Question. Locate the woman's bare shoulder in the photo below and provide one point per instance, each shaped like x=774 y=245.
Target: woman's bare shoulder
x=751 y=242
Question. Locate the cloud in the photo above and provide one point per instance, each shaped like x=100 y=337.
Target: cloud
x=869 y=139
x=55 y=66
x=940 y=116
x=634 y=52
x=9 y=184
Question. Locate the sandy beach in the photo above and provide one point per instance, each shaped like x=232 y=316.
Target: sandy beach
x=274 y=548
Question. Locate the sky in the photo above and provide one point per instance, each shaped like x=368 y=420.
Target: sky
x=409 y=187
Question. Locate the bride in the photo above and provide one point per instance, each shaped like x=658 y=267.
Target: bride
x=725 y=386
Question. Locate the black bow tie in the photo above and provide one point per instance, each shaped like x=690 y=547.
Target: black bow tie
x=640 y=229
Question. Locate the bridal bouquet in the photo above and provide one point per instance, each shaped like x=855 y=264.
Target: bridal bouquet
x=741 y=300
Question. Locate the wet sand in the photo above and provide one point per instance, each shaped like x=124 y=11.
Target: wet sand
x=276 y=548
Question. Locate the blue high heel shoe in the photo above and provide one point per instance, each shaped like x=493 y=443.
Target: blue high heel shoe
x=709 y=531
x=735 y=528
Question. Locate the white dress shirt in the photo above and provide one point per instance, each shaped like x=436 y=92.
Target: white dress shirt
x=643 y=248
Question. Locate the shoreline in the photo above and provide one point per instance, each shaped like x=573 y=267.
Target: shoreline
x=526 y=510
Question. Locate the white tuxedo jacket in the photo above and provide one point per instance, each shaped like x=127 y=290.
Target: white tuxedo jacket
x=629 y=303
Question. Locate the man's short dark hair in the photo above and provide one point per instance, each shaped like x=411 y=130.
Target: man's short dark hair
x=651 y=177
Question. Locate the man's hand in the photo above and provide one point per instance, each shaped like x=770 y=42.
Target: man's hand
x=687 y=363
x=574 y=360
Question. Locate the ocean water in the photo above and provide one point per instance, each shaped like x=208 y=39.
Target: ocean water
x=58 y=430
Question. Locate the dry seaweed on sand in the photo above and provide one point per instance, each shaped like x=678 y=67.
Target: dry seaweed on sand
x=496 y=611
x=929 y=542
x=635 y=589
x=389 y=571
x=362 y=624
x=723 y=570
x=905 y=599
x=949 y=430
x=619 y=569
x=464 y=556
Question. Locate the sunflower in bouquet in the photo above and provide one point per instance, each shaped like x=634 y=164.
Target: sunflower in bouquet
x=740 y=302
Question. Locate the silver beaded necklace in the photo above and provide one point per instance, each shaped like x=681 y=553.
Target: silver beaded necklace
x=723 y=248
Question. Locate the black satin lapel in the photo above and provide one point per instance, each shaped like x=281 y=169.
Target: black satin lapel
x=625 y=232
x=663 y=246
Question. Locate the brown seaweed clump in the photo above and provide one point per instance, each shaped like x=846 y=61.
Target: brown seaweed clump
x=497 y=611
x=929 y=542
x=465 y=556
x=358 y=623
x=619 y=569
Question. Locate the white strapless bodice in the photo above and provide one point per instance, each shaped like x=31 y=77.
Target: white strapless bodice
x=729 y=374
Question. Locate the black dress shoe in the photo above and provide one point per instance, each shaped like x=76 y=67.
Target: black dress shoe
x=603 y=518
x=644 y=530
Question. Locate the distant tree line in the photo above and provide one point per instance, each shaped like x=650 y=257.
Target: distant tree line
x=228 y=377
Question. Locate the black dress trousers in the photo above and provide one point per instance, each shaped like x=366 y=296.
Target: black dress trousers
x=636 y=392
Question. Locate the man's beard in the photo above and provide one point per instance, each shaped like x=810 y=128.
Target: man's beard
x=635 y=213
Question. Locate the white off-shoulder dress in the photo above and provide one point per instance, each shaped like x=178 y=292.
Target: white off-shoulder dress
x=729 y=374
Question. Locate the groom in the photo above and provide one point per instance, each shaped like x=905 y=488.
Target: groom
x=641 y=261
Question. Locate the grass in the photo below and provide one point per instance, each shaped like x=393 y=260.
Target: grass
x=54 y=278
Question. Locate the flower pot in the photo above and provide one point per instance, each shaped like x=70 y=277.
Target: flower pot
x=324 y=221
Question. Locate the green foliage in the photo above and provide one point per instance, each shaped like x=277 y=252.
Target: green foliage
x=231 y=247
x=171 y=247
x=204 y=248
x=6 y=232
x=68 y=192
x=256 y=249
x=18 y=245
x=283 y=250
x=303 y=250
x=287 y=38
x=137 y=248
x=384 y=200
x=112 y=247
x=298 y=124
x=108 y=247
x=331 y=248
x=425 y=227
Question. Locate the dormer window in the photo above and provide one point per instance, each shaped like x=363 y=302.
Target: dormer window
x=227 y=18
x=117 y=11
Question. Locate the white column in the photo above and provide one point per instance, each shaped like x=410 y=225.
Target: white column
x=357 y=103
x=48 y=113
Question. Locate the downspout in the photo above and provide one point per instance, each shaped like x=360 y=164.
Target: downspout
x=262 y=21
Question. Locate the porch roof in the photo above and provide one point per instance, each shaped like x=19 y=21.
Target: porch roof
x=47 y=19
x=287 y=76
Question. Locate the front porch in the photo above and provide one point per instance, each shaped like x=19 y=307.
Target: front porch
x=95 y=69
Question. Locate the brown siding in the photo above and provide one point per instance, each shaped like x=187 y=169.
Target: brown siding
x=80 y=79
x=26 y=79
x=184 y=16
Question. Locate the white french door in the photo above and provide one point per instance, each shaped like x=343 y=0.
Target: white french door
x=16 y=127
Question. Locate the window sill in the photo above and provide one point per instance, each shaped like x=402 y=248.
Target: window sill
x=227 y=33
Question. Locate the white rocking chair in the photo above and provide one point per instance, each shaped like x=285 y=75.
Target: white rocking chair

+--

DIRECTIONS FOR THIS TASK: Copy out all of the entries above, putting "formatted as" wherever "shaped like" occurs and leaving everything else as it is.

RESULT:
Question. Locate the woman's bare shoulder in the photo below and provide one point per instance, each formatted as x=774 y=245.
Target: woman's bare shoulder
x=751 y=242
Question. Locate the cloud in the photo above and provide one point per instance, each formatted as x=100 y=337.
Target: cloud
x=869 y=139
x=55 y=66
x=940 y=116
x=634 y=52
x=9 y=184
Question. Locate the sandy beach in the photo above and provide one point per instance, each formatted as x=232 y=316.
Target: sandy beach
x=274 y=548
Question. Locate the sky in the photo above and provide one point per instance, each formatted as x=368 y=420.
Target: sky
x=409 y=187
Question. Locate the bride in the photo above and provide one point per instance, each formatted as x=658 y=267.
Target: bride
x=725 y=386
Question. Locate the black bow tie in the photo above and provide one point per instance, each formatted as x=690 y=547.
Target: black bow tie
x=640 y=229
Question. Locate the bridal bouquet in the photo above and provide one point per instance, each formatted as x=855 y=264.
Target: bridal bouquet
x=741 y=300
Question. Locate the wet sand in the photo above and provide one point per instance, each formatted as x=124 y=11.
Target: wet sand
x=276 y=548
Question. Locate the blue high heel shoe in the photo above and provide one point per instance, each formatted as x=493 y=443.
Target: blue high heel shoe
x=709 y=531
x=735 y=528
Question. Locate the white dress shirt in the photo above and provide one point per instance, each formatted as x=436 y=92.
Target: white dress shirt
x=643 y=248
Question. Locate the shoreline in the photo above and provide one point per instance, each formatted as x=573 y=267.
Target: shoreline
x=526 y=510
Question. Locate the white tuxedo jacket in the photo above and provide one point per instance, each formatted as x=127 y=290.
Target: white tuxedo jacket
x=629 y=303
Question. Locate the man's short dark hair in the photo above and provide one point per instance, each formatted as x=411 y=130.
Target: man's short dark hair
x=651 y=177
Question. Locate the man's hand in the photo above and provide one point per instance, each formatted as x=770 y=42.
Target: man's hand
x=687 y=363
x=574 y=360
Question. Locate the ocean water in the photo above and provide one point per instance, each formatted as x=208 y=39.
Target: ocean water
x=58 y=430
Question. Locate the dry seaweed on sand in the photo above and provide one point per instance, each formatted as x=678 y=67.
Target: dry seaweed on sand
x=496 y=611
x=929 y=542
x=635 y=589
x=389 y=571
x=362 y=624
x=723 y=570
x=905 y=599
x=949 y=430
x=619 y=569
x=464 y=556
Question. Locate the sunflower in bouquet in the photo above and provide one point per instance, each formatted as x=634 y=164.
Target: sunflower in bouquet
x=740 y=302
Question. Locate the silver beaded necklace in the photo above and provide one point per instance, each formatted as x=681 y=553.
Target: silver beaded necklace
x=723 y=248
Question. Locate the black satin lapel in the photo above and provide one point per instance, each formatted as x=281 y=169.
Target: black satin lapel
x=625 y=232
x=663 y=246
Question. Locate the brown seaweed clump in the photo above and provide one point per instance, each formatted as x=846 y=61.
Target: brown seaweed clump
x=497 y=611
x=929 y=542
x=465 y=556
x=358 y=623
x=619 y=569
Question. Locate the white strapless bodice in the photo above and provide one point per instance, each formatted as x=31 y=77.
Target: white strapless bodice
x=729 y=374
Question. Locate the black dress shoe in the photo above and provide one point per instance, each formatted as x=76 y=67.
Target: black dress shoe
x=603 y=518
x=644 y=530
Question. Locate the distant tree line in the photo above and provide one point per instance, each formatted as x=650 y=257.
Target: distant tree line
x=228 y=377
Question. Locate the black dress trousers in the photo above and provide one point per instance, each formatted as x=366 y=296.
Target: black dress trousers
x=636 y=392
Question. Locate the man's beard in the photo above and provide one point per instance, each formatted as x=810 y=128.
Target: man's beard
x=635 y=213
Question. Locate the white off-shoulder dress in the photo above and provide one point per instance, each formatted as x=178 y=292.
Target: white off-shoulder dress
x=729 y=374
Question. Locate the groom in the photo above and provide one point per instance, each formatted as x=905 y=488.
Target: groom
x=641 y=261
Question. Locate the grass in the photo below and provide one point per instance, each formatted as x=393 y=260.
Target: grass
x=54 y=278
Question. Locate the flower pot in the photo above and provide one point per instance, each formatted as x=70 y=277.
Target: flower pot
x=324 y=221
Question. Locate the green foliage in the photo above and provide one point per instance, each formatted as x=277 y=252.
Target: green foliage
x=231 y=247
x=171 y=247
x=204 y=248
x=6 y=232
x=68 y=192
x=256 y=249
x=18 y=245
x=283 y=250
x=303 y=250
x=287 y=38
x=137 y=248
x=384 y=200
x=112 y=247
x=298 y=124
x=108 y=247
x=331 y=248
x=425 y=227
Question. Locate the dormer window in the photo above and provide one point per instance, each formatted as x=363 y=302.
Target: dormer window
x=227 y=18
x=117 y=11
Question. Locate the white column in the photo above and provide one point per instance, each formatted as x=410 y=225.
Target: white column
x=357 y=103
x=48 y=113
Question. Locate the downspout in the photo above and provide one point per instance, each formatted as x=360 y=164.
Target: downspout
x=262 y=21
Question. Locate the porch roof in the photo above and provide one point per instance, each formatted as x=19 y=21.
Target: porch roof
x=47 y=19
x=287 y=76
Question. Locate the front porch in the photo above and provide one point per instance, each formatted as x=19 y=307.
Target: front porch
x=95 y=69
Question. Locate the brown siding in the photo above and provide one point per instance, each formatted as x=187 y=169.
Target: brown siding
x=80 y=79
x=26 y=79
x=184 y=16
Question. Locate the white french door in the photo above and provide one point per instance, each formatted as x=343 y=0.
Target: white french door
x=16 y=127
Question. Locate the window sill in the photo above and provide one point per instance, each formatted as x=402 y=248.
Target: window sill
x=227 y=33
Question. Locate the white rocking chair in the photo above and provide one point per instance, each formatted as x=285 y=75.
Target: white rocking chair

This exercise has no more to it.